Your instructions: Reproduce the data below, substituting "place a single point on" for each occurrence of "put one dot on" and leaving every other line intact. Leave the pictures out of your answer.

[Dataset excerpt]
-.-.-
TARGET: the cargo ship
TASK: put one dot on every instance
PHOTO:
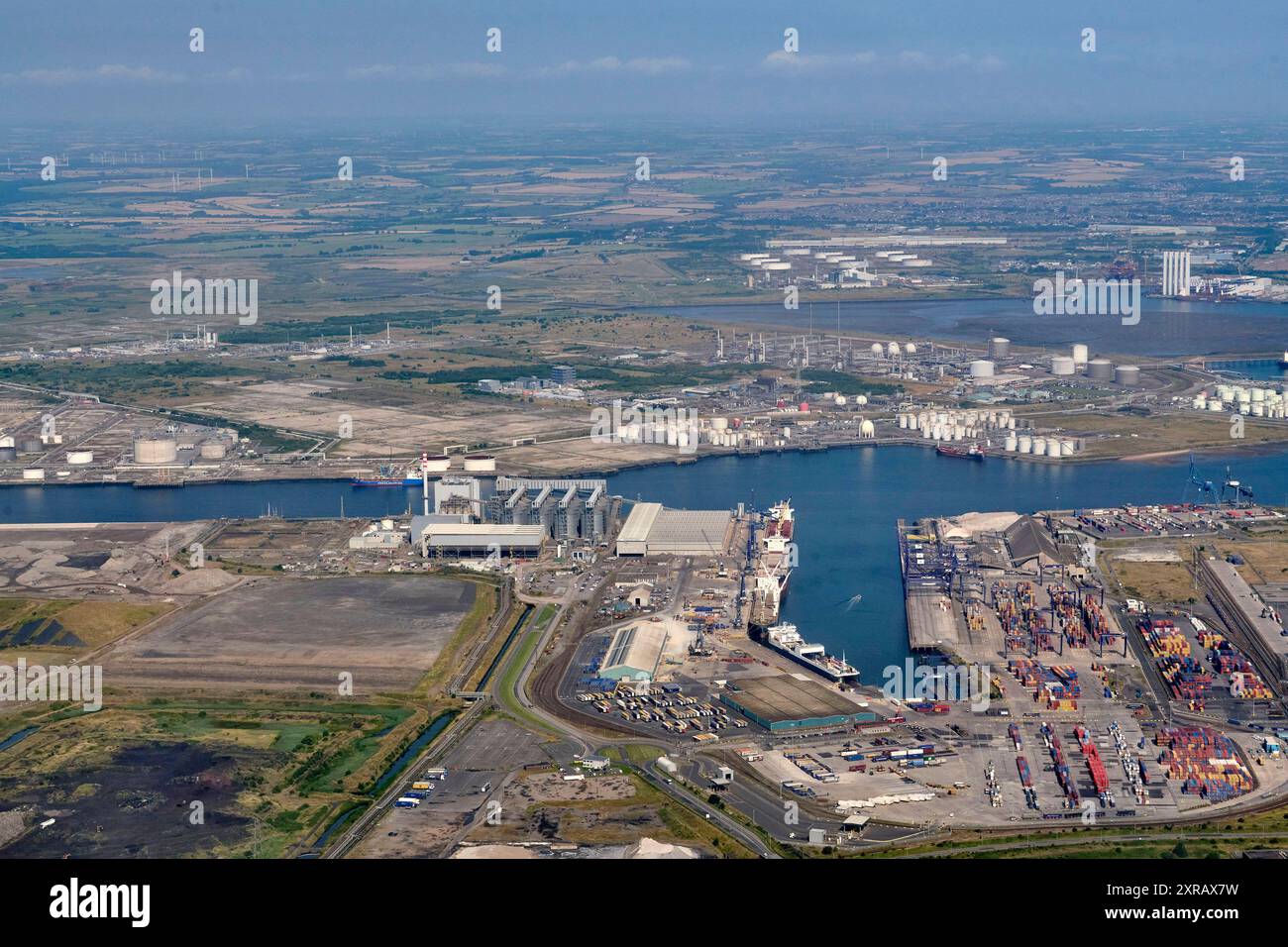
(773, 557)
(973, 453)
(386, 476)
(787, 641)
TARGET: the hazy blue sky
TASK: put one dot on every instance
(859, 60)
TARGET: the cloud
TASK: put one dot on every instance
(642, 65)
(909, 60)
(420, 73)
(102, 75)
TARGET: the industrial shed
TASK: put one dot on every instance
(481, 539)
(785, 703)
(652, 530)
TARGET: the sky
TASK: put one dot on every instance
(857, 62)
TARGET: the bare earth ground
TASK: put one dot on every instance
(301, 633)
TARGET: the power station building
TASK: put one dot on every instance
(1176, 272)
(652, 530)
(567, 509)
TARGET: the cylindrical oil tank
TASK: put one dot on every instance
(1127, 375)
(155, 450)
(1100, 369)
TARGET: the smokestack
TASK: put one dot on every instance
(424, 480)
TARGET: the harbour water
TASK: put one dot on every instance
(846, 505)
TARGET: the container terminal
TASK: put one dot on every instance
(1072, 718)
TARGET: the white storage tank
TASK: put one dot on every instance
(1100, 369)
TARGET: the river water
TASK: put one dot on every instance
(846, 502)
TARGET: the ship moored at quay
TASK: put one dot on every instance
(787, 641)
(771, 560)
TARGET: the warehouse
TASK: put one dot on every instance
(635, 654)
(481, 539)
(787, 703)
(652, 530)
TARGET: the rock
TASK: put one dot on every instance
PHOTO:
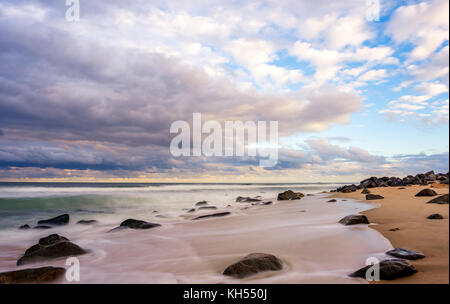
(50, 247)
(137, 224)
(207, 208)
(426, 192)
(42, 227)
(371, 197)
(389, 270)
(365, 191)
(354, 219)
(36, 275)
(212, 215)
(405, 254)
(202, 203)
(247, 199)
(441, 200)
(56, 221)
(435, 216)
(87, 222)
(253, 264)
(290, 195)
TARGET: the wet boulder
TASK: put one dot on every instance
(405, 254)
(290, 195)
(427, 192)
(56, 221)
(219, 214)
(371, 197)
(51, 247)
(36, 275)
(253, 264)
(441, 200)
(435, 216)
(389, 270)
(247, 199)
(354, 219)
(137, 224)
(87, 222)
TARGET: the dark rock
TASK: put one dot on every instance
(253, 264)
(212, 215)
(389, 270)
(435, 216)
(136, 224)
(36, 275)
(405, 254)
(50, 247)
(441, 200)
(207, 208)
(290, 195)
(247, 199)
(426, 192)
(42, 227)
(202, 203)
(354, 219)
(87, 222)
(371, 197)
(56, 221)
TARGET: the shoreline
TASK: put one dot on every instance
(401, 209)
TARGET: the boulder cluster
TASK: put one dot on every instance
(420, 179)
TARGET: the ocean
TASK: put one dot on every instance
(304, 233)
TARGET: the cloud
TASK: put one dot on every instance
(423, 24)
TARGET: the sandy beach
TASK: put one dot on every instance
(401, 209)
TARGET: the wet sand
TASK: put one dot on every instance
(401, 209)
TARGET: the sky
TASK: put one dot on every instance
(359, 88)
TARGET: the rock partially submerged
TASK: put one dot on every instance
(36, 275)
(56, 221)
(219, 214)
(426, 192)
(202, 203)
(290, 195)
(435, 216)
(207, 208)
(241, 199)
(253, 264)
(51, 247)
(137, 224)
(405, 254)
(354, 219)
(420, 179)
(441, 200)
(389, 270)
(371, 197)
(87, 222)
-.-.-
Right answer:
TARGET: the cargo ship
TASK: place a single point on every instance
PHOTO:
(773, 557)
(973, 453)
(386, 476)
(787, 641)
TARGET: the hazy blue sky
TASK: place a single point on every instance
(859, 60)
TARGET: the cloud
TASK: place a single point on every instance
(642, 65)
(909, 60)
(420, 73)
(102, 75)
TARGET: the industrial shed
TASK: place a single point on every instance
(481, 539)
(785, 703)
(652, 530)
TARGET: the sky
TASK: place a single point on every instance
(857, 62)
TARGET: the bare earth ground
TASK: place a single point on every instance
(301, 633)
TARGET: the power station building
TASK: place a single point on every instance
(1176, 272)
(652, 530)
(567, 509)
TARGET: the cylindrical oil tank
TASK: place a single point on every instance
(1127, 375)
(155, 450)
(1100, 369)
TARGET: the smokestack
TASK: place a single point on every instance
(424, 480)
TARGET: the harbour water
TASK: place a single point on every instance
(846, 505)
TARGET: the container terminal
TASK: place a single point on every instance
(1072, 718)
TARGET: the white storage tank
TASK: place a single point on every instance
(1100, 369)
TARGET: the river water
TASK: place a single point on every instance
(846, 502)
TARGET: the ship moored at quay
TASK: place a single point on every instance
(787, 641)
(771, 560)
TARGET: the warehouse
TASK: place a single point on every instance
(635, 654)
(481, 539)
(787, 703)
(652, 530)
TARGET: the rock
TASK: place a single point on every instance
PHOTO:
(50, 247)
(137, 224)
(207, 208)
(426, 192)
(42, 227)
(371, 197)
(389, 270)
(365, 191)
(354, 219)
(36, 275)
(212, 215)
(405, 254)
(202, 203)
(247, 199)
(441, 200)
(56, 221)
(435, 216)
(87, 222)
(253, 264)
(290, 195)
TARGET: the wet boulder
TASK: place a single point on every instance
(405, 254)
(290, 195)
(427, 192)
(56, 221)
(219, 214)
(371, 197)
(51, 247)
(36, 275)
(253, 264)
(441, 200)
(435, 216)
(389, 270)
(247, 199)
(354, 219)
(137, 224)
(87, 222)
TARGET: the dark rock
TASK: place a single point on every instance
(253, 264)
(212, 215)
(389, 270)
(435, 216)
(136, 224)
(36, 275)
(405, 254)
(50, 247)
(441, 200)
(207, 208)
(290, 195)
(247, 199)
(426, 192)
(42, 227)
(202, 203)
(354, 219)
(87, 222)
(371, 197)
(56, 221)
TARGET: the shoreline
TASK: place a single point on every instance
(401, 209)
TARGET: the boulder cluster
TASK: place a single point on every instance
(420, 179)
TARGET: the ocean
TASK: place a single point on every instance
(304, 233)
TARGET: the cloud
TASK: place a single point on every instance
(423, 24)
TARGET: the sandy beach
TASK: place a single point on every instance
(401, 209)
TARGET: the wet sand
TASK: place a single point on every instance
(401, 209)
TARGET: the sky
TASK: place a single point on every instance
(359, 88)
TARGET: the rock partially submerged
TASK: place a single point on every instance
(36, 275)
(56, 221)
(219, 214)
(426, 192)
(202, 203)
(290, 195)
(435, 216)
(207, 208)
(241, 199)
(253, 264)
(51, 247)
(137, 224)
(405, 254)
(354, 219)
(420, 179)
(441, 200)
(389, 270)
(371, 197)
(87, 222)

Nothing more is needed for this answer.